Records for this exercise:
Start of Block
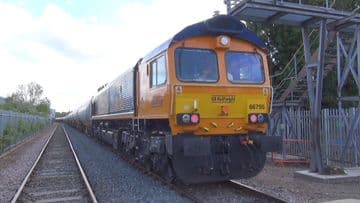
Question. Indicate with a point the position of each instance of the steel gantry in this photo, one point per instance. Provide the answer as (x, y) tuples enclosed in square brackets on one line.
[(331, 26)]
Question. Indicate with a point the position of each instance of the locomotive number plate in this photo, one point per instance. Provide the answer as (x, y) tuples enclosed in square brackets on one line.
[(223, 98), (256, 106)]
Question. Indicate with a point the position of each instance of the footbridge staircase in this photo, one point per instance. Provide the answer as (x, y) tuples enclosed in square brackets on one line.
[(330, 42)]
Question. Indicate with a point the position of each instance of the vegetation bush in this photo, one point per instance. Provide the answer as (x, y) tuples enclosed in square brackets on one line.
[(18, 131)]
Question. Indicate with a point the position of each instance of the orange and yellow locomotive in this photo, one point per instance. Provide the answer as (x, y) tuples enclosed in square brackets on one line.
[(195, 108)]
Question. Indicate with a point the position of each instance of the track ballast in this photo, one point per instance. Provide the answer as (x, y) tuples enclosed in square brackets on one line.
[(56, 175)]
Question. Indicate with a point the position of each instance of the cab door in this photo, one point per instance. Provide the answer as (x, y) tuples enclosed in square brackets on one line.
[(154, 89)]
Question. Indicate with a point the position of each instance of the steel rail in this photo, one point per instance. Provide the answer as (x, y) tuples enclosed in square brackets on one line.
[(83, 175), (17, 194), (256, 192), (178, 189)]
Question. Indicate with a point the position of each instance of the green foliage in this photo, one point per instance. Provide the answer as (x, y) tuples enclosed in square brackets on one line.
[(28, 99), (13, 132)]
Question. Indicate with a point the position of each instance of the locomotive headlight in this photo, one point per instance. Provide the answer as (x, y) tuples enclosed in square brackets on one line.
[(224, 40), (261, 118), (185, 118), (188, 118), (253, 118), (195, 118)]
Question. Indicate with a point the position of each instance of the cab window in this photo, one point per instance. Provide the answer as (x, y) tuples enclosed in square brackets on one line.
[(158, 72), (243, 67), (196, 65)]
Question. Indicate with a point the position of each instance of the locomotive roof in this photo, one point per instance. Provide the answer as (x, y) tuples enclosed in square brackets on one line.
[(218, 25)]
End of Block
Start of Block
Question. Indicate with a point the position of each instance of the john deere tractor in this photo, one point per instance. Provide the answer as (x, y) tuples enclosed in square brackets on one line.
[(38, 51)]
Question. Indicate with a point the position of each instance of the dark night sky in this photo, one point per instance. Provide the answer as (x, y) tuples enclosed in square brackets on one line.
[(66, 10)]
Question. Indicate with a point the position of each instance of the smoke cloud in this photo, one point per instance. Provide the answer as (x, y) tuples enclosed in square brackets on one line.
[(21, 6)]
End of Block
Start of Block
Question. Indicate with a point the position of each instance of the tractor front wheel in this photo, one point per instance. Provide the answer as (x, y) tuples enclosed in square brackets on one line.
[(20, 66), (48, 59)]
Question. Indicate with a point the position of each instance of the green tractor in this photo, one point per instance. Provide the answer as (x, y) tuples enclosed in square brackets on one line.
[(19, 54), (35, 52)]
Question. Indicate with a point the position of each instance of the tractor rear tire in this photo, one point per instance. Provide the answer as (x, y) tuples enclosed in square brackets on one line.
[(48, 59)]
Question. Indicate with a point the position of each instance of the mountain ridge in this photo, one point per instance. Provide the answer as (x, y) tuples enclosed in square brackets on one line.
End of Block
Whatever else the listing above holds, retype exactly only the lines from the one containing "the green tractor" to the one containing "of the mountain", both ends kept.

Question. Indicate with a point the position of each instance of the green tractor in this photo, one point per instance. Provide the answer as (x, y) tuples enclosed in square brackets on one line.
[(19, 54), (35, 52)]
Question. Indicate with a point the position of each instance of the tractor rear tire in this photo, one point per instance. Provide the answer as (x, y) tuples enclosed in square brackets on one line.
[(48, 59)]
Question. Indicate with a point the position of each instance of the mountain ridge in this photo, one point per instance. Provide the answer as (x, y) tuples enclosed in square brackets on one line.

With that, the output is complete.